> [SHORT PROBLEM] Make an exact copy of all the records.

> [MATERIAL FOR THIS TASK]
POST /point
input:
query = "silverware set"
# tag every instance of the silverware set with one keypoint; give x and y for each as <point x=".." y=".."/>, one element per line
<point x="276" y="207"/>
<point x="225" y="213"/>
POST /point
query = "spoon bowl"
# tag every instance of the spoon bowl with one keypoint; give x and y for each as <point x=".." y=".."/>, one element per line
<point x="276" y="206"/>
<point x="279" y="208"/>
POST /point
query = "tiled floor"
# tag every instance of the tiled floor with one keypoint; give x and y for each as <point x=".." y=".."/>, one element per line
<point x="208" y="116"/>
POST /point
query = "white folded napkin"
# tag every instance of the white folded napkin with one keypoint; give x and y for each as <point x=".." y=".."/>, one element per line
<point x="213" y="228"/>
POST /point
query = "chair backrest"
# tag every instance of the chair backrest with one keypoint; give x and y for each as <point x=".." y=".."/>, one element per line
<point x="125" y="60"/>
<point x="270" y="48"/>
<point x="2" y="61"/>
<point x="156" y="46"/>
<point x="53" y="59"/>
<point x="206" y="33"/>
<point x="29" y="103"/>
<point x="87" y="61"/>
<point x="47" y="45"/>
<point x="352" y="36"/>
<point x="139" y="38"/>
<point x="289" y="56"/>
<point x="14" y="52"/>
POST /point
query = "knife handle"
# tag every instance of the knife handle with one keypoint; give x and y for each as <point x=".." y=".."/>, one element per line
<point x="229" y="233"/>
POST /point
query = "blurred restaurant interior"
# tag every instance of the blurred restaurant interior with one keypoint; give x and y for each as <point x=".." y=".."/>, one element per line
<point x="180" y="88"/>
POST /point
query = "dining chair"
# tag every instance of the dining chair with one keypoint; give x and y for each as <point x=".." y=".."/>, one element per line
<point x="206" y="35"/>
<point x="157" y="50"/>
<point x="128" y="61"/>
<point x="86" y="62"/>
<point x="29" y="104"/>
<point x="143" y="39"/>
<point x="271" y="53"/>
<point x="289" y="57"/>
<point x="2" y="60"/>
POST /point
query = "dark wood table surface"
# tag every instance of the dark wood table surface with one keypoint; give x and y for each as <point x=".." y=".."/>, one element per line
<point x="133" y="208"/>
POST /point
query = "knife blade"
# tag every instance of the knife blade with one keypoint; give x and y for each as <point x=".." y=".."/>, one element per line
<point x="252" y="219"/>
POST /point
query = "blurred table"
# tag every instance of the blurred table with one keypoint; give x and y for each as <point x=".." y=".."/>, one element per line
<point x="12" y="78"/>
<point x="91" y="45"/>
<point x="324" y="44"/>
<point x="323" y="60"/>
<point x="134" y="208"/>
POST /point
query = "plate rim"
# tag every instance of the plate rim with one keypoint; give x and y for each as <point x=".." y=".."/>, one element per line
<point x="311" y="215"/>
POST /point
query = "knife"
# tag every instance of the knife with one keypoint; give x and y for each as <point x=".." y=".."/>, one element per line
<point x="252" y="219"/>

> [CORRECT RESULT]
POST /point
input:
query = "silverware set"
# tag every instance of the silverware set with one keypoint; give x and y for each as <point x=".." y=".."/>, one element per line
<point x="276" y="207"/>
<point x="225" y="213"/>
POST /point
query = "spoon bowl"
# tag every instance of the spoon bowl with one keypoint; give x and y for each as <point x=".." y=".."/>, one element per line
<point x="276" y="206"/>
<point x="279" y="208"/>
POST /point
query = "tiled floor"
# tag every instance of the tiled floor with one keypoint; give x and y for each as <point x=".." y=".."/>, one element per line
<point x="208" y="116"/>
POST /point
query = "white folded napkin"
# tag every instance of the white folded napkin with one keypoint; give x and y for each as <point x=".." y=".."/>, one element per line
<point x="213" y="228"/>
POST /point
query = "chair backrest"
# tag every instance of the chair backrest with one keypoint; give x and y for each as <point x=".." y=".."/>, one element per line
<point x="125" y="60"/>
<point x="270" y="48"/>
<point x="2" y="61"/>
<point x="156" y="46"/>
<point x="53" y="59"/>
<point x="206" y="33"/>
<point x="29" y="103"/>
<point x="87" y="61"/>
<point x="47" y="45"/>
<point x="352" y="36"/>
<point x="139" y="38"/>
<point x="289" y="56"/>
<point x="14" y="52"/>
POST /point
query = "knife handle"
# tag every instance of the knife handle with one keypoint; give x and y for each as <point x=".." y=".."/>, one element per line
<point x="229" y="233"/>
POST /point
query = "blurred restaurant interior"
# tag every instance of the blurred restaurant interior with one keypoint; give x and y for each as <point x=".." y=".."/>, one element per line
<point x="180" y="88"/>
POST /point
query = "dining chair"
# tag every instance of the dining chair with one keypoint; give x and y for each as <point x=".." y=".."/>, one element per line
<point x="206" y="35"/>
<point x="157" y="50"/>
<point x="128" y="61"/>
<point x="86" y="62"/>
<point x="29" y="104"/>
<point x="143" y="39"/>
<point x="271" y="53"/>
<point x="289" y="57"/>
<point x="2" y="60"/>
POST /point
query = "dark wood table surface"
# tag every instance of the dark wood table surface with one keypoint; give x and y for each as <point x=".." y=".."/>, one element per line
<point x="133" y="208"/>
POST /point
query = "knife blade"
# tag every instance of the knife blade with one keypoint; give x and y for each as <point x=".." y=".."/>, one element per line
<point x="252" y="219"/>
POST /point
query = "blurred table"
# tag every instance of the blurred table with one keypoint; give x and y for each as <point x=".." y=".."/>, one element per line
<point x="12" y="78"/>
<point x="91" y="45"/>
<point x="324" y="44"/>
<point x="323" y="60"/>
<point x="134" y="208"/>
POST /point
query = "plate rim"
# tag every instance of the plate rim with one keypoint; give x and y for each as <point x=".." y=".."/>, one element per line
<point x="311" y="215"/>
POST /point
query = "knife"
# tag every instance of the knife with one keypoint; give x and y for each as <point x=".." y=".."/>, one element per line
<point x="252" y="219"/>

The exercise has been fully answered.